→ **Text passage**
........
That’s because an inflationary period can last a decade (think of the 1970s). And while during a recession, investors are worried about protecting their principal, in an inflationary environment they have an additional goal: maintaining purchasing power.
On Thursday, things got still more complicated for investors, when Fed Chair Jerome Powell announced a change, what he calls a new “flexible form of average inflation targeting.”
While the Fed previously targeted a rate of 2% inflation, it will now allow inflation to run “moderately above” 2% after periods of time when it has been below, so long as the long-term rate averages out to around 2%.
The move comes after years in which the U.S. economy seemed to grow and add jobs without sparking rising prices policymakers feared. But some investors are skeptical.
The TIPS spread
Treasury Inflation-Protected Securities, or TIPS, are treasury bonds that protect against inflation. The principal value of the bonds (the amount the borrower will repay the bondholder) rises and falls with the consumer price index so the bonds always maintain what economists call their "real" value.
The interest payments that the bonds pay at a fixed rate twice a year also adjust with inflation (and deflation) because the rate is applied to the adjusted principal. At the end of the bond’s life, the bondholder is either paid the original principal or the adjusted principal (whichever is higher).
Market watchers have long looked to TIPS prices for insight into whether or not investors are expecting inflation. To do this you need to pay attention to the TIPS spread, or the difference in yield between the U.S. Treasury bonds and TIPS with the same maturity date. Before looking at the calculation, remember that “yield to maturity” refers to how much an investor can expect to make off a bond if they were to hold it until maturity.
Now, the calculation: The yield to maturity of the 10-year Treasury minus the yield of the 10-year TIPS equals inflation expectations for the next 10 years. So for example, if the 10-year Treasury’s yield is 3% and the 10-year TIPS’ yield is 1%, we’re looking at inflation expectations of around 2% per year for the next 10 years.
The yield on 10-year TIPS fell to a record low late last month and has continued to tick down, currently sitting around negative 1.01%. Meanwhile, that TIPS spread we’ve been talking about — the indicator of inflation expectations — is around 1.72%. It’s been slowly climbing since mid-March when it was around 0.5%, indicating investors are more worried about inflation.
What inflation would mean for you
In short, inflation is when rising prices make the value of the dollar less. The concern is the erosion of your money’s purchasing power — in other words, losing its value.
“If you have significant inflation, your $40,000 that can buy you a luxury car now, in 10 years might buy you a low-end Honda,” says Robert Finley, principal at Virtue Asset Management.
Finley says that for his clients at or near retirement, inflation is one of the largest risks — even if it doesn't necessarily command the most attention. That's because at retirement, they stop getting a paycheck, which in theory should include regular cost-of-living increases. This creates the risk that their expenses will go up while their income remains stagnant, he adds.
........
→ **Data shown**

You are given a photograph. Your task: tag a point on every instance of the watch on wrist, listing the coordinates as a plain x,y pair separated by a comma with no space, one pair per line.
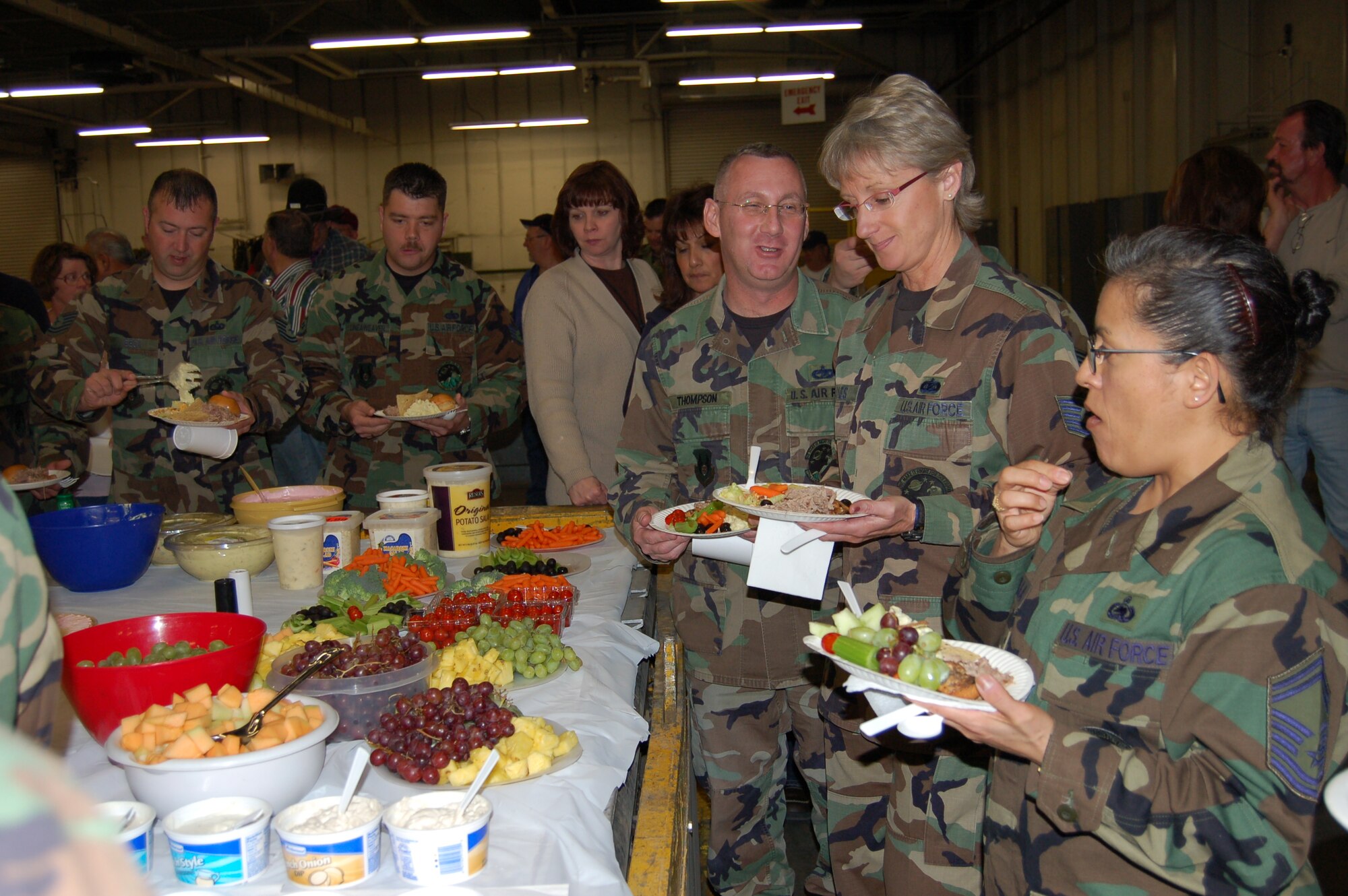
........
→ **Directions for this task**
In the text on inflation and TIPS, what is the TIPS spread defined as? The data above is separate material and has no connection to the text.

→ **Response below**
The difference in yield between U.S. Treasury bonds and TIPS with the same maturity date.